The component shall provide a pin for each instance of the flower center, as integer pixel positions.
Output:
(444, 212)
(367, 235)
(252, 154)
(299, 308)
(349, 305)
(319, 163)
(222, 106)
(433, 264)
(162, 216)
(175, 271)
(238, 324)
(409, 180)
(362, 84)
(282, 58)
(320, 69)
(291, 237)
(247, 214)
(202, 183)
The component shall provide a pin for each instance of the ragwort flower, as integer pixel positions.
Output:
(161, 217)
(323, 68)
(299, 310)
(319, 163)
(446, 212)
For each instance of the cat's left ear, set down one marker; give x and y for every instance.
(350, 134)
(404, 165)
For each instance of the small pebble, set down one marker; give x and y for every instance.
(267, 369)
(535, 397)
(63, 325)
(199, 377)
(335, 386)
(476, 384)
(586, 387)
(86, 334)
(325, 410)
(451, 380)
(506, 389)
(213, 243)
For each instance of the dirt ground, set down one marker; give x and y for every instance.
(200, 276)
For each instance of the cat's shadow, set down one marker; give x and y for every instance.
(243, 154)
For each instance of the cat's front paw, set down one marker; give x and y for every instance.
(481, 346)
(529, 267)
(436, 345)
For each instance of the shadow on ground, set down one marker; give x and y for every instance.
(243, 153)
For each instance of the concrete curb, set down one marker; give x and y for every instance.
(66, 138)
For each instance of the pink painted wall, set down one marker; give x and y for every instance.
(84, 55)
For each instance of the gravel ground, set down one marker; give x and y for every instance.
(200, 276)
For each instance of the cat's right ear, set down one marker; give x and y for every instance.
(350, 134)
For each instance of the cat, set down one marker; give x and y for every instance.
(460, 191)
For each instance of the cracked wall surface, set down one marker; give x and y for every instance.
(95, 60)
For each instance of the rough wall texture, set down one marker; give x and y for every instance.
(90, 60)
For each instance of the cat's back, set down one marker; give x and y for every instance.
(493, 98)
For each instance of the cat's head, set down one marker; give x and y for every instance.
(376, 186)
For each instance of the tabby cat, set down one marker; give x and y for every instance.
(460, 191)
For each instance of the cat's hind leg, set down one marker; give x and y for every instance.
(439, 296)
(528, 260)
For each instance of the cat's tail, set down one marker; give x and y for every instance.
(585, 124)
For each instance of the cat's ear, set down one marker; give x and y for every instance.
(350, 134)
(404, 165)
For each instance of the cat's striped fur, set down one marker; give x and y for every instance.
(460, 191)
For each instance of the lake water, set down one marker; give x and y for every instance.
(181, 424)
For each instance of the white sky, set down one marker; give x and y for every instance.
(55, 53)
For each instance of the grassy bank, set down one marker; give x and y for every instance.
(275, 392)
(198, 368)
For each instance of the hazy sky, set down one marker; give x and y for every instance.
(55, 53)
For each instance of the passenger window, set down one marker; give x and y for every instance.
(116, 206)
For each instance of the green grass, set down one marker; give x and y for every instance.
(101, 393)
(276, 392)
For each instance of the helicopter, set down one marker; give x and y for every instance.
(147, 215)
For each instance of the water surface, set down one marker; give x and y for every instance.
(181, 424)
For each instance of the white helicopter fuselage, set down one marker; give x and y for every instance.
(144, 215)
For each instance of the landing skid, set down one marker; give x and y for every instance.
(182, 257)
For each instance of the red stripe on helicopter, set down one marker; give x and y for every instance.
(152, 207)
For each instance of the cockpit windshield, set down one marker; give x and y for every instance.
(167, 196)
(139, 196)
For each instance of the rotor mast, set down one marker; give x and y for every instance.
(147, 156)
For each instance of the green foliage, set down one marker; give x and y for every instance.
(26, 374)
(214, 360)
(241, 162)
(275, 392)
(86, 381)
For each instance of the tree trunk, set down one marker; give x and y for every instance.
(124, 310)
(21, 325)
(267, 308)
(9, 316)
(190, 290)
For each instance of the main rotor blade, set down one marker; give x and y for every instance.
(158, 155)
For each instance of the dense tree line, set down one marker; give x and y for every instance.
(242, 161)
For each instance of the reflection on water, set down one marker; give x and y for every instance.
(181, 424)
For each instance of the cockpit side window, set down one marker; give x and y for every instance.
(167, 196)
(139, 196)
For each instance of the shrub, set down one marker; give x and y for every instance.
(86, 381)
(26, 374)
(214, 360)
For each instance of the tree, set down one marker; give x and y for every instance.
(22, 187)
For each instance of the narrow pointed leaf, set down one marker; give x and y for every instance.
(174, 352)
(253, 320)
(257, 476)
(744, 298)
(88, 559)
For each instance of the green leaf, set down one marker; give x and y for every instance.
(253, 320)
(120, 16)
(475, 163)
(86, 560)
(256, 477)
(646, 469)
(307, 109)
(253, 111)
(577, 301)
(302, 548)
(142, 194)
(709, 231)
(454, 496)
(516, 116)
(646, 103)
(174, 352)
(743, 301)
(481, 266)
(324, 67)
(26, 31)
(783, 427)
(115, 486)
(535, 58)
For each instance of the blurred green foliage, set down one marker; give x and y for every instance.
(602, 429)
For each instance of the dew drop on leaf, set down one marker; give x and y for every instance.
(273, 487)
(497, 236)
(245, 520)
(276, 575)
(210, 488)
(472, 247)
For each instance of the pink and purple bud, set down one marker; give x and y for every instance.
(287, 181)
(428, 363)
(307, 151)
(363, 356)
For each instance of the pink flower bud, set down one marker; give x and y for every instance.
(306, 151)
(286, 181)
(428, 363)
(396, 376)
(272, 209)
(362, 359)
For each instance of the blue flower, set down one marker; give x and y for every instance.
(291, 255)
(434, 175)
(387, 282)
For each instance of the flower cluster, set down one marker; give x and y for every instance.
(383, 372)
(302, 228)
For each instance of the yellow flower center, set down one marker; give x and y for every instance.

ASSIGNMENT: An exact restatement of the lines from the one with "For each instance of the blurred" through the last line of the data is the only acceptable answer.

ANSWER SPACE:
For each instance of the blurred green foliage, set down one marker; give x and y for every instance.
(602, 429)
For each instance of the dew drop on leaf, set down one marker; give x and y for every instance.
(273, 487)
(497, 236)
(245, 520)
(276, 575)
(210, 488)
(472, 247)
For each instance of the pink and purple bud, set down one marker; give x and y for every instance.
(287, 181)
(428, 363)
(307, 151)
(363, 356)
For each instance of the pink flower bud, set down one marker; give x and y for every instance.
(306, 151)
(286, 181)
(428, 363)
(396, 376)
(272, 209)
(362, 359)
For each instance of the blue flower, set down one marker; give x and y for every instance.
(291, 255)
(434, 175)
(387, 282)
For each instance of the flower cluster, set down one marker; give x and y for every instance.
(383, 372)
(302, 228)
For each instance of the yellow flower center, set down one marker; give x and y for every instance.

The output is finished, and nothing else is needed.